• **SOURCE PASSAGE**:

The Future of Work: Colorado Legislators Must See the Forest for the Trees

the bell, future of workBy disrupting the traditional employee-employer relationship, platforms like Uber, Lyft, Etsy, and TaskRabbit are changing the mechanics of our economy and moving us toward the future of work. An NPR/Marist poll from January 2018 shows 1 in 5 jobs in the U.S. are independent contractors, and by 2029, contractors and freelancers could comprise more than 50 percent of the country’s workforce. Policymakers are starting to recognize these shifts and are trying to solve problems that have arisen as a result. In Colorado, a new bill, SB18-171, attempts to codify these emerging trends and the implications could be significant for working Coloradans. 

SB18-171 proposes anyone working for a “marketplace platform” like Uber or Lyft should be classified as an independent contractor, absolving the business from paying payroll taxes that go toward unemployment, therefore disqualifying these workers from unemployment benefits. In many ways, this is a clarification of how these workers are currently treated, but the bill clearly favors platforms like Handy — a handyman contracting service — that are going further to blur the distinction between an independent contractor and someone more answerable to their employer. What’s more, because businesses have been known to misclassify employees as independent contractors, there are valid concerns this bill could be used by some companies to stop paying into unemployment insurance.

• **DIRECTIONS FOR THIS TASK**:
How does the piece on Colorado's SB18-171 and the future of work go on? Continue it after its last sentence.

Point-per-instance localization data

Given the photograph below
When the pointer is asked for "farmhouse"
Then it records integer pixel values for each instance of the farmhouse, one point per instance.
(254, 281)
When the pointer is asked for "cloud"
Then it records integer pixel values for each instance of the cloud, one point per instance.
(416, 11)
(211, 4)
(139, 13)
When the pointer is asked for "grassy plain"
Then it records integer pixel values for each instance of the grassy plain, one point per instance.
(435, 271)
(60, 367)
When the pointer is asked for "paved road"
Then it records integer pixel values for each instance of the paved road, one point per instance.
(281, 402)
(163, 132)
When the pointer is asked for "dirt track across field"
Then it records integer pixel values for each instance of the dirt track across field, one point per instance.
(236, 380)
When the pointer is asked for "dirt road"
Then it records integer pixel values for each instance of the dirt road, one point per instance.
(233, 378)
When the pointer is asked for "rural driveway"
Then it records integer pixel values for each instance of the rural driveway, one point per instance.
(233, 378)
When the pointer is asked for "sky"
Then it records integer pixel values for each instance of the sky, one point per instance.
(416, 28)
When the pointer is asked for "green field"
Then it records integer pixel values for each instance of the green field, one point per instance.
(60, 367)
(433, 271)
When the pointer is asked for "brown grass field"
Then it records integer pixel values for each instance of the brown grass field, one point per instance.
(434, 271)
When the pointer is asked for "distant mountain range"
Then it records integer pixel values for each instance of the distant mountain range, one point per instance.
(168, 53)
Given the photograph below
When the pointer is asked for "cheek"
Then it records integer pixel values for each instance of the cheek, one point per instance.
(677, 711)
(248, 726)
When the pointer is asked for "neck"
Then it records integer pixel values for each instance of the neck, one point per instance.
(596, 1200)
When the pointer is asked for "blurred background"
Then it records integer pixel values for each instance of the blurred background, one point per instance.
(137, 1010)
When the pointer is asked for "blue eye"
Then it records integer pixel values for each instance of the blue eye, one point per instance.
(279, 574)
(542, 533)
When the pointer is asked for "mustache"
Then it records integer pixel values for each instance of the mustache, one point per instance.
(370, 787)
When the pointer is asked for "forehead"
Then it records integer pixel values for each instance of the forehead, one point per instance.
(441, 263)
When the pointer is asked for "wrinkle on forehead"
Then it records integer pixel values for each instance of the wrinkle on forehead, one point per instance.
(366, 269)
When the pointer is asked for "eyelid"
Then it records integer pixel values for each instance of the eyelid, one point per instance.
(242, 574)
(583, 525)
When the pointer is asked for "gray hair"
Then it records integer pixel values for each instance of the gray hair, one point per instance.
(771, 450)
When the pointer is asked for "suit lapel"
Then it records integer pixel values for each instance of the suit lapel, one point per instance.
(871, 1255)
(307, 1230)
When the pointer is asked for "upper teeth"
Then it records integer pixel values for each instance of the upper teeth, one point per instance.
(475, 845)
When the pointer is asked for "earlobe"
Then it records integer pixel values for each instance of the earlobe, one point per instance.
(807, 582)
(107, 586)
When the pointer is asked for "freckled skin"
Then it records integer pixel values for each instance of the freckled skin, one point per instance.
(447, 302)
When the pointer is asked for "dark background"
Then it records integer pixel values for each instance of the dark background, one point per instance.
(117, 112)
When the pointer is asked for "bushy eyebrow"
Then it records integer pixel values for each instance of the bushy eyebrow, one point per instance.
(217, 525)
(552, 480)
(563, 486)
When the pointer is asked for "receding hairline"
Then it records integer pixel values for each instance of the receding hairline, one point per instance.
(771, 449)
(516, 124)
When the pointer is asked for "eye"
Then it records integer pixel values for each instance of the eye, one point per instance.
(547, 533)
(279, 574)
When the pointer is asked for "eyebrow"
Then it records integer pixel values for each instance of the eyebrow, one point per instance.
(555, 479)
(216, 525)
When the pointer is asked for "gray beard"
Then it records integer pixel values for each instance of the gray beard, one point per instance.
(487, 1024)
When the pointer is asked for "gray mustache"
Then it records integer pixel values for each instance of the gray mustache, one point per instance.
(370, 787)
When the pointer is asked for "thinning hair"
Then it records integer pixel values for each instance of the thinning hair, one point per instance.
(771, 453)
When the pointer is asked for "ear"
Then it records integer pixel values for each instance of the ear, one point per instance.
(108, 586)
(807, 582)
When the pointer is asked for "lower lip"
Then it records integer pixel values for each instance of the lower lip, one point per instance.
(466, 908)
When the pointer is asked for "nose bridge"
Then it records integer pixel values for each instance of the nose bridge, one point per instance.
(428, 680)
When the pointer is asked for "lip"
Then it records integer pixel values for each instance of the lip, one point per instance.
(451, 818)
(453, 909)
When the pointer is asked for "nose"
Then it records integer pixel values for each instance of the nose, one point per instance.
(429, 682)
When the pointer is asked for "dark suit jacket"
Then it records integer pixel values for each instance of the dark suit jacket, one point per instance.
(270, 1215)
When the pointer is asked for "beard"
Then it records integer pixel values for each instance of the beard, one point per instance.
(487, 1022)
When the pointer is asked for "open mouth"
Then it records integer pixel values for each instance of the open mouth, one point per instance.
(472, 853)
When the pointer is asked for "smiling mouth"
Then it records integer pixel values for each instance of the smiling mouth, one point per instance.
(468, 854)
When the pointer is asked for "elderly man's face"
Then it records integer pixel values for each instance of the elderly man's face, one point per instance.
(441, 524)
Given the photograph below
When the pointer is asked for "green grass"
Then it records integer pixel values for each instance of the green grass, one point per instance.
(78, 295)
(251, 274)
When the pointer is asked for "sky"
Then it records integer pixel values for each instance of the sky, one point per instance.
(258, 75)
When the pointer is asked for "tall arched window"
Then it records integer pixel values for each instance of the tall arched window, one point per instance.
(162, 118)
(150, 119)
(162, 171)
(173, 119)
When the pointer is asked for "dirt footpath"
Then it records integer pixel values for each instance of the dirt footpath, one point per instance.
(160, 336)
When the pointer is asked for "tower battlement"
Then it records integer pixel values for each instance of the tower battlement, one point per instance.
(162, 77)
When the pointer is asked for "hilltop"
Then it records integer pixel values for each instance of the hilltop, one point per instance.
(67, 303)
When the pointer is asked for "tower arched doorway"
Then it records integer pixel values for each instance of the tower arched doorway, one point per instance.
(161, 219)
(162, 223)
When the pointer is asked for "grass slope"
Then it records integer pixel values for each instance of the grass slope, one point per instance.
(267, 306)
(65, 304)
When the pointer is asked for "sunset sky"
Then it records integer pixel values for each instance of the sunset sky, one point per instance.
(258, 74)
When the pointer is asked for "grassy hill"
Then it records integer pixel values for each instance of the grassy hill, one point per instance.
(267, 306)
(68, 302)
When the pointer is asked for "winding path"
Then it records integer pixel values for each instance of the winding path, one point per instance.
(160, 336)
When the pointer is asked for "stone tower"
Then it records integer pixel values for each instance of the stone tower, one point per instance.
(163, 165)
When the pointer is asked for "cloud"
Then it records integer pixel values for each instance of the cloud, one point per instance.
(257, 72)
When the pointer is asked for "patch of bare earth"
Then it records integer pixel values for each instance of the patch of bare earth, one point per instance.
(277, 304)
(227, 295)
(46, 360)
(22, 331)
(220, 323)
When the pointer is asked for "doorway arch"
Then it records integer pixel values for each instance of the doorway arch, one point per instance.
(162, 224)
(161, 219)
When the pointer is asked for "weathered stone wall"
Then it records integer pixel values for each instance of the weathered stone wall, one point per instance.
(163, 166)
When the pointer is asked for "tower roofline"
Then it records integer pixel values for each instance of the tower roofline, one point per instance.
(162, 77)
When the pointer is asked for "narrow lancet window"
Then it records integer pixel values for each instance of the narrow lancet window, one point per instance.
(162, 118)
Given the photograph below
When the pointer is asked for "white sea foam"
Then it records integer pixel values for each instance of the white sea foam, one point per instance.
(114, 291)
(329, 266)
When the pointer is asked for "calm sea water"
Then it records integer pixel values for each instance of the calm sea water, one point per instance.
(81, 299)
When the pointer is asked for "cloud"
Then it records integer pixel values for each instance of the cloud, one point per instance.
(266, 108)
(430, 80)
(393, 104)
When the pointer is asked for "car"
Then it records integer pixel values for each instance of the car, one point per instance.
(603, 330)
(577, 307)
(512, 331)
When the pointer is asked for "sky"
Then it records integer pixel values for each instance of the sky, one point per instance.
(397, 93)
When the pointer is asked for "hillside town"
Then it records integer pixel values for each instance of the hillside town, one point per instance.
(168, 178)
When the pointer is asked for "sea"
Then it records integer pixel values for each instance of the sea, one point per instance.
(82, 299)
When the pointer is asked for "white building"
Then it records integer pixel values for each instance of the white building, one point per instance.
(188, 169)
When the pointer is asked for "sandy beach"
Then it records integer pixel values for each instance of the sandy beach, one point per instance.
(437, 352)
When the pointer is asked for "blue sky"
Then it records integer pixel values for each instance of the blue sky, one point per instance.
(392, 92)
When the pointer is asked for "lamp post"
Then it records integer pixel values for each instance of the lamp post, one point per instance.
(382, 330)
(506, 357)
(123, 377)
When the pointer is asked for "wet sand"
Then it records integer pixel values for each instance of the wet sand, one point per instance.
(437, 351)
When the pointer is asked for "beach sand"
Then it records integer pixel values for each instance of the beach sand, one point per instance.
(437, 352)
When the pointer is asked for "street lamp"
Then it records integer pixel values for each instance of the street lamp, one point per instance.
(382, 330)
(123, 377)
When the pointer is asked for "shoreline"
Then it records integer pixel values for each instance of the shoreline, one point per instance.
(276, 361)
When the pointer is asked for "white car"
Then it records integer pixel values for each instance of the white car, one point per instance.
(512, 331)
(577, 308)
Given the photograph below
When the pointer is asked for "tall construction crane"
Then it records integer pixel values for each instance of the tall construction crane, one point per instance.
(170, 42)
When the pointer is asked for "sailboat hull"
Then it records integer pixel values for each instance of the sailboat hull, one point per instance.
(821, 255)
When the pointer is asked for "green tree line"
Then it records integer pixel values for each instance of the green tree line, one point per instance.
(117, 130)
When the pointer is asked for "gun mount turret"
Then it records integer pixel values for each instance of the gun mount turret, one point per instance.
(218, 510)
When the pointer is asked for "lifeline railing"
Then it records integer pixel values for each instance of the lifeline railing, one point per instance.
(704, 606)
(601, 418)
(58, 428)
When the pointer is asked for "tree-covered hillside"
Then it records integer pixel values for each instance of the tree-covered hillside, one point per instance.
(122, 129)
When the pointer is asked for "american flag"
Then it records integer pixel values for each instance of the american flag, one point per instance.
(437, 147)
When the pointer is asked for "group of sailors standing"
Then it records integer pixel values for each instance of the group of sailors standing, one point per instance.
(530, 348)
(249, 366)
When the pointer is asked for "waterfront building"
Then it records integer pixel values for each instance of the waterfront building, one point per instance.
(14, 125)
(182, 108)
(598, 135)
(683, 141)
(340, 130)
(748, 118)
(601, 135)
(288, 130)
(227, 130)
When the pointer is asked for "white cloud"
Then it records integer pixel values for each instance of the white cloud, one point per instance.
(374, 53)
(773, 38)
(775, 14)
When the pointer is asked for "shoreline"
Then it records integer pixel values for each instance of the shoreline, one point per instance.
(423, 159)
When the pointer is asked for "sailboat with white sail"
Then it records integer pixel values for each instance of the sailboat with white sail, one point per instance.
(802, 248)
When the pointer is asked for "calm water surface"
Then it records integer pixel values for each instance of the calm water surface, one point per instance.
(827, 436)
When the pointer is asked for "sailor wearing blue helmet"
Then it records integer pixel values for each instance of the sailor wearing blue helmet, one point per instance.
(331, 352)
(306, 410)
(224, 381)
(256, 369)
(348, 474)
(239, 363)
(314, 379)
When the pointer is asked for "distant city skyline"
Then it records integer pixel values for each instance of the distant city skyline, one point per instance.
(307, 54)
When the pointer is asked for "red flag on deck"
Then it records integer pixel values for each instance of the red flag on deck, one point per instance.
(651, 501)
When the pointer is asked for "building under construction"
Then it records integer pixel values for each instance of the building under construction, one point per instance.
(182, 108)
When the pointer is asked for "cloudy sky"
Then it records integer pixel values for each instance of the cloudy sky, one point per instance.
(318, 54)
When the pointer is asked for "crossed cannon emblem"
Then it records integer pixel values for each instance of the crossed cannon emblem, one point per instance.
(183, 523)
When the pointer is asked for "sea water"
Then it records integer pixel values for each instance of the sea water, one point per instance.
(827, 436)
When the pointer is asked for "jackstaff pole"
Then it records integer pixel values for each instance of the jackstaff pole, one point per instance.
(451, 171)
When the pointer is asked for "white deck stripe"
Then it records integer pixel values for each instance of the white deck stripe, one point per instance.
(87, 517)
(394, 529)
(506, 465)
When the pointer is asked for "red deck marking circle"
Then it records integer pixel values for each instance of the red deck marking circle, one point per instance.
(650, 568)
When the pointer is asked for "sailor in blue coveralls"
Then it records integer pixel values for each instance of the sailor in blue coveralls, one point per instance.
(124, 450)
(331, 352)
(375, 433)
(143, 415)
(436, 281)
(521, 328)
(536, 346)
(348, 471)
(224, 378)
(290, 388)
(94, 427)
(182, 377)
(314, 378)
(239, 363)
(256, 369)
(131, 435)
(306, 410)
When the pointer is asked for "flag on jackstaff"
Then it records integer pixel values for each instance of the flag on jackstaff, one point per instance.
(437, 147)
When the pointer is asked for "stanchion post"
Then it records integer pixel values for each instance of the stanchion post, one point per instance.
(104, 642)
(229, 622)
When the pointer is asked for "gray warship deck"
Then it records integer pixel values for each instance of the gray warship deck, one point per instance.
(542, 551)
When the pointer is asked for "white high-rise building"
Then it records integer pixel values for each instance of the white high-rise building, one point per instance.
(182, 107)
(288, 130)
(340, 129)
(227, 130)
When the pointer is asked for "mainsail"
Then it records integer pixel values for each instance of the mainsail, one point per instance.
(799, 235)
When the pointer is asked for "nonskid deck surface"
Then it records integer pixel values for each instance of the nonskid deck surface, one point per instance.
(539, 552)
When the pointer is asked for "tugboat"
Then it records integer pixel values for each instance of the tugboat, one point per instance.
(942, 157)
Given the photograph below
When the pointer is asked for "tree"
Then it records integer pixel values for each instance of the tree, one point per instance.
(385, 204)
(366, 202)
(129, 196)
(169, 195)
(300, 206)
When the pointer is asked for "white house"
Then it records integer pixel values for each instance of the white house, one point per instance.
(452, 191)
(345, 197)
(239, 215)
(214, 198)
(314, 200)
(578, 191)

• **EXPECTED ANSWER**:
Studies show between 10 percent and 20 percent of workers who should be employees are classified as independent contractors. This means businesses don’t pay payroll taxes — including unemployment, Social Security, and Medicare — and deprive state and local governments of important revenue. It hurts workers who pay more in taxes for being an independent contractor than they would if they were employees. It also means workers aren’t entitled to the same anti-discrimination policies available to employees. A bill like SB18-171 could lead to legal misclassification in a way that ends up wreaking havoc on Coloradans’ employee protections and our state’s economy 

As one of the Colorado legislature’s first forays into the implications of the contingency economy and future of work, SB-171 should not be treated lightly. As legislators examine the proposal, they should reflect on the bigger picture. 

As alternative work arrangements become more prevalent, there will be profound effects to account for. As more people either choose or are forced into freelancing or independent contracting, they are less likely to have access to essential benefits and that will have huge implications for our society and public systems. 

Some have already taken the initiative to explore policies to accommodate this shift toward the future of work. For example, in Washington state, Uber and the local Service Employees International Union (SEIU) wrote a letter to policymakers urging a holistic approach to protecting independent contractors by devising a portable benefits system. This would contain benefits that follow a person from job to job and allow workers to pay a small amount into a pot for health care, retirement, sick and family leave, disability, and other benefits that wouldn’t be lost with a job change or a move to independent contracting. These types of innovative ideas are key if we are to move our 20th century employment system into the 21st century.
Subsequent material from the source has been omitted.